• **EXTRACT**

For the non-load-balancing spectrum decision method, cognitive nodes can determine the communication channel according to the channel conditions, such as traffic load [9, 10], channel idle probability [11], the expected waiting time [12, 13], the expected remaining idle period [13, 14] or throughput expectation [15, 16]. Most methods have not considered spectrum sharing among cognitive nodes. If all cognitive nodes select the same frequency band for communication, there will exist serious channel competition [17]. In order to solve this problem, some scholars have begun to research spectrum decision methods based on load balancing.

For example, in [18], a spectrum decision method based on game is proposed to balance load, which uses game to seek the optimal channel choice probability. In order to reach the Nash equilibrium, each node relates its utility function to the candidate channel and then calculates the channel selection probability of each channel by the best response algorithm. In [19], a game theoretic framework is proposed to evaluate spectrum decision functionalities in CRSN. The spectrum decision process is cast as a noncooperative game among secondary users who can opportunistically select the “best” spectrum opportunity, under the tight constraint not to harm primary licensed users. However, because the information of each network node is changeable, the player should change their strategies instantaneously to reach equilibrium. It leads to a slow convergence speed. In this context, some scholars have introduced learning methods to solve the spectrum decision problem.

In [20], a method of channel choice probability based on adaptive learning is proposed. By exploring the uncertainty of cognitive network traffic, cognitive nodes can select the optimal channel, but its convergence speed may be slow if the network scale is large. Shiang et al. [21] assume that cognitive nodes have different priorities and present a dynamic strategy learning (DSL) algorithm that dynamically adapts the channel selection strategy to maximize the private utility function of nodes. By using this method, the spectrum decision of the cognitive nodes can reach the equilibrium, but it should be noted that the equilibrium of above method is not the global optimal solution, because each node strategy for spectrum decision is independently.

• **WHAT THIS EXERCISE ASKS**
1. In the spectrum decision passage, what happens if all cognitive nodes pick the same frequency band for communication?
2. Which channel conditions does the spectrum decision passage say cognitive nodes can use to determine the communication channel in the non-load-balancing method?
3. Print everything in the spectrum decision passage from "In [20], a method" down to "decision is independently.".
You won't need the records that come after the text.

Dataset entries
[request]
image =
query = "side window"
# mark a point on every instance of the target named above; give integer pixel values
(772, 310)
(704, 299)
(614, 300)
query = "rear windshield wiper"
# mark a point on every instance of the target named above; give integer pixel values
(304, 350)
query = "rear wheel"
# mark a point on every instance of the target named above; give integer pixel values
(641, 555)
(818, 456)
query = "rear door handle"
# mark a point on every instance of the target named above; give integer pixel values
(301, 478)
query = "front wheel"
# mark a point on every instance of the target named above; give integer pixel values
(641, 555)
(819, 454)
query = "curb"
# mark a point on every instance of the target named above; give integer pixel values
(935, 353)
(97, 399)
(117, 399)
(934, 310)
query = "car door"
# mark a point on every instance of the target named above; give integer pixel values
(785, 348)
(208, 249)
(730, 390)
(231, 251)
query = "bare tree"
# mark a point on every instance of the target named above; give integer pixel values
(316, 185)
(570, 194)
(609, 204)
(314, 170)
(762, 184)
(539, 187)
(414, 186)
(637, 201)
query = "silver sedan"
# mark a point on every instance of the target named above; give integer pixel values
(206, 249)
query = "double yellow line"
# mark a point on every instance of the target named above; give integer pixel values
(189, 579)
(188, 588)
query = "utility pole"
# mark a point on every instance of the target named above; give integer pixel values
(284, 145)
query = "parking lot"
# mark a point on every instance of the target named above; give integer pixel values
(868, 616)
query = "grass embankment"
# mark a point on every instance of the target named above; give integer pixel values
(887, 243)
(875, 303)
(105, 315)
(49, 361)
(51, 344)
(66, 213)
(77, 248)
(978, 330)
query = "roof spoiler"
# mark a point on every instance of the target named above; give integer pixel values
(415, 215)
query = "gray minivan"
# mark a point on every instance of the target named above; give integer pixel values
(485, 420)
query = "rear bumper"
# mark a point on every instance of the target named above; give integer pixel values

• **RESPONSE LIST**
1. There will be serious channel competition.

2.
- Traffic load
- Channel idle probability
- Expected waiting time
- Expected remaining idle period
- Throughput expectation

3.
In [20], a method of channel choice probability based on adaptive learning is proposed. By exploring the uncertainty of cognitive network traffic, cognitive nodes can select the optimal channel, but its convergence speed may be slow if the network scale is large. Shiang et al. [21] assume that cognitive nodes have different priorities and present a dynamic strategy learning (DSL) algorithm that dynamically adapts the channel selection strategy to maximize the private utility function of nodes. By using this method, the spectrum decision of the cognitive nodes can reach the equilibrium, but it should be noted that the equilibrium of above method is not the global optimal solution, because each node strategy for spectrum decision is independently.